Set problem >> Lay out every line of the records below as a Markdown table, leaving out blank lines, with a Row column numbering each line and a Line column holding its text.

Stored rows >>

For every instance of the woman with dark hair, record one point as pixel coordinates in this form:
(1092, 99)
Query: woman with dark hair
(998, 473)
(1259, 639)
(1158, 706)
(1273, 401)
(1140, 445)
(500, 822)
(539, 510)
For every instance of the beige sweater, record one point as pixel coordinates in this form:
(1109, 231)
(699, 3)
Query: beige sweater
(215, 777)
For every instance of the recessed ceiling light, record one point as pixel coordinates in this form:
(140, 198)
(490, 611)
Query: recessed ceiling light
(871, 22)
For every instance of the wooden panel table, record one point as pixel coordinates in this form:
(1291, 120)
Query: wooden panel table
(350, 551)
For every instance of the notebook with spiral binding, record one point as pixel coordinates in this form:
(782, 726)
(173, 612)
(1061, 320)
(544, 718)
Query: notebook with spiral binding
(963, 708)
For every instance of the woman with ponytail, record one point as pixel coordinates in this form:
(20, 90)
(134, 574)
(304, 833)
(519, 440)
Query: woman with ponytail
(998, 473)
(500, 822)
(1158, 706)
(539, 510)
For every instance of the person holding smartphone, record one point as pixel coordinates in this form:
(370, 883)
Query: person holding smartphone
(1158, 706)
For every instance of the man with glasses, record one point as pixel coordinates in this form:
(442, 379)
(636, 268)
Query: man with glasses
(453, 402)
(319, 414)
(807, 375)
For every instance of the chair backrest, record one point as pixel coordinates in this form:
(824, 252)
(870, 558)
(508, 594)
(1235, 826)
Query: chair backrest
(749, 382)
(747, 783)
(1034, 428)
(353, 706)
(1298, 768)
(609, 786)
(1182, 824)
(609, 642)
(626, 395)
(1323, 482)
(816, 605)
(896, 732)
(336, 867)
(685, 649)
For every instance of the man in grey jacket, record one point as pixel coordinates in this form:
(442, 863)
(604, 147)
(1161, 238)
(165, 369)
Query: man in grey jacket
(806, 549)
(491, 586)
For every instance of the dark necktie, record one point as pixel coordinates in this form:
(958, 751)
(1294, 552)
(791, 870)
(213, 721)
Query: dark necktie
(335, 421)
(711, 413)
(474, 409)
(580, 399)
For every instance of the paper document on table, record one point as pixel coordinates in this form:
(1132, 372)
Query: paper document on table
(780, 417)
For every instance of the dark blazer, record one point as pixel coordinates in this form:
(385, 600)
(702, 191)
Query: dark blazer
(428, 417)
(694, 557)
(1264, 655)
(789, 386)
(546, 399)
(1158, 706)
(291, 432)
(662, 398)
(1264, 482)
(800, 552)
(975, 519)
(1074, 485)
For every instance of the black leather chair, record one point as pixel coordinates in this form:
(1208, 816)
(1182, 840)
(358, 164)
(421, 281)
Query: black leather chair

Solution >>
| Row | Line |
|---|---|
| 1 | For every instance of the woman with dark hair, record one point as pixel coordinates in this form: |
| 2 | (1092, 99) |
| 3 | Query: woman with dark hair |
| 4 | (998, 473) |
| 5 | (1259, 639) |
| 6 | (1158, 706) |
| 7 | (1273, 401) |
| 8 | (1140, 445) |
| 9 | (500, 822) |
| 10 | (539, 510) |
| 11 | For every instance of the beige sweater, record one point as pixel coordinates in this form: |
| 12 | (1109, 231) |
| 13 | (699, 3) |
| 14 | Query: beige sweater |
| 15 | (215, 777) |
| 16 | For every instance of the recessed ceiling light, record one point as pixel coordinates in this form: |
| 17 | (140, 198) |
| 18 | (490, 611) |
| 19 | Query: recessed ceiling light |
| 20 | (871, 22) |
| 21 | For every instance of the wooden panel table, record one point as pixel coordinates in this form: |
| 22 | (1291, 120) |
| 23 | Query: wooden panel table |
| 24 | (350, 551) |
| 25 | For every instance of the notebook with spiral binding, record one point as pixel coordinates in this form: |
| 26 | (782, 726) |
| 27 | (173, 612) |
| 28 | (1061, 320) |
| 29 | (544, 718) |
| 30 | Query: notebook with spiral binding |
| 31 | (963, 708) |
| 32 | For every instance of the woman with ponytail, record one point as pixel coordinates in this form: |
| 33 | (20, 90) |
| 34 | (134, 574) |
| 35 | (304, 833) |
| 36 | (519, 440) |
| 37 | Query: woman with ponytail |
| 38 | (998, 473) |
| 39 | (500, 822) |
| 40 | (1158, 706) |
| 41 | (539, 510) |
| 42 | For every instance of the person holding smartphone, record one point as pixel coordinates in this form: |
| 43 | (370, 883) |
| 44 | Query: person holding smartphone |
| 45 | (1158, 706) |
| 46 | For every instance of the man with glasses, record one point as pixel coordinates in this form: |
| 47 | (442, 379) |
| 48 | (636, 268) |
| 49 | Query: man with glasses |
| 50 | (453, 402) |
| 51 | (319, 414) |
| 52 | (807, 375) |
| 53 | For every instance of the chair backrest, record one point as pixel coordinates in this form: |
| 54 | (824, 252) |
| 55 | (870, 558) |
| 56 | (508, 594) |
| 57 | (1235, 826) |
| 58 | Query: chair backrest |
| 59 | (749, 382) |
| 60 | (747, 783) |
| 61 | (1034, 428) |
| 62 | (353, 706) |
| 63 | (1298, 768) |
| 64 | (609, 786) |
| 65 | (1182, 824) |
| 66 | (609, 642) |
| 67 | (626, 395) |
| 68 | (1323, 482) |
| 69 | (816, 605) |
| 70 | (896, 732) |
| 71 | (336, 867) |
| 72 | (685, 649) |
| 73 | For every instance of the man in grey jacket, record one point as pixel coordinates in this form: |
| 74 | (442, 863) |
| 75 | (604, 147) |
| 76 | (1161, 238) |
| 77 | (165, 369) |
| 78 | Query: man in grey jacket |
| 79 | (806, 549) |
| 80 | (491, 586) |
| 81 | For every instance of the dark necktie, record one point as pixel coordinates in this form: |
| 82 | (958, 751) |
| 83 | (1294, 552) |
| 84 | (791, 870) |
| 85 | (213, 721) |
| 86 | Query: dark necktie |
| 87 | (335, 421) |
| 88 | (711, 413) |
| 89 | (474, 409) |
| 90 | (580, 399) |
| 91 | For every instance of the paper document on table, record one point as pixel coordinates in this form: |
| 92 | (1132, 372) |
| 93 | Query: paper document on table |
| 94 | (780, 417) |
| 95 | For every instance of the dark blazer, record one point as pixel coordinates in this form: |
| 96 | (385, 600) |
| 97 | (702, 191) |
| 98 | Query: dark blazer |
| 99 | (428, 417) |
| 100 | (694, 557) |
| 101 | (1264, 655) |
| 102 | (789, 386) |
| 103 | (546, 399) |
| 104 | (1158, 706) |
| 105 | (291, 432) |
| 106 | (662, 398) |
| 107 | (1264, 482) |
| 108 | (800, 552) |
| 109 | (975, 519) |
| 110 | (1074, 485) |
| 111 | For every instance of the black leather chair, record one point as pixel coordinates in this form: |
| 112 | (1208, 816) |
| 113 | (1182, 840) |
| 114 | (358, 164) |
| 115 | (421, 281) |
| 116 | Query: black leather chair |